▶ _EXERCISE INSTRUCTIONS_
Revise the Uni-MoE-TTS description below: copy it out starting at the words "Uni-MoE-TTS-1.2BA0.7B is the" and ending after "for Linux installation.", with "Linux" changed to "macOS".

▶ _TEXT TO READ_
-*-*-

Uni-MoE-TTS: Text to Speech model for Uni-MoE 2.0

Uni-MoE-TTS-1.2BA0.7B is the audio output module of the Uni-MoE 2.0 version. It adopts a multi-layer Transformers architecture with mixture of experts(from text tokens to audio tokens) and an innovative context-aware & long-audio chunking synthesis mechanism, enabling high-quality long-audio synthesis. Currently, it supports three distinct timbres and two languages (Chinese and English), while the function of text-controlled speech style is still in the experimental stage.

Performance of Uni-MoE-TTS

Installation

The following instructions are for Linux installation.

1. Clone github repository and navigate to the UniMoE Audio folder

git clone https://github.com/HITsz-TMG/Uni-MoE/tree/master/Uni_MoE_TTS
cd Uni_MoE_TTS 

2. Set up environment

We recommend using conda to install the environment.

-*-*-

▶ _DATA SEGMENT_
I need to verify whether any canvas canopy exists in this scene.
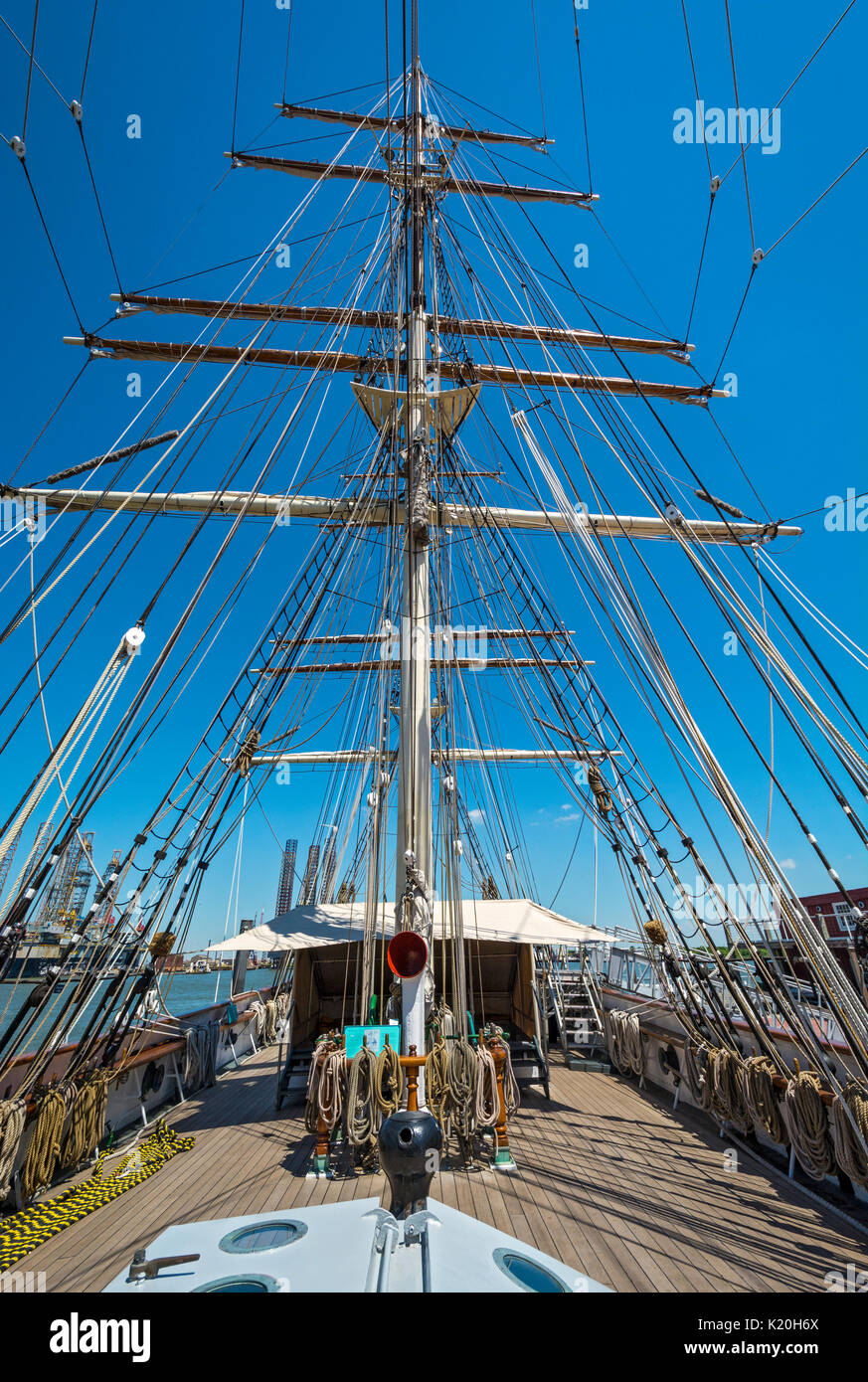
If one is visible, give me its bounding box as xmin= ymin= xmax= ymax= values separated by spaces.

-*-*-

▶ _THE ANSWER_
Uni-MoE-TTS-1.2BA0.7B is the audio output module of the Uni-MoE 2.0 version. It adopts a multi-layer Transformers architecture with mixture of experts(from text tokens to audio tokens) and an innovative context-aware & long-audio chunking synthesis mechanism, enabling high-quality long-audio synthesis. Currently, it supports three distinct timbres and two languages (Chinese and English), while the function of text-controlled speech style is still in the experimental stage.

Performance of Uni-MoE-TTS

Installation

The following instructions are for macOS installation.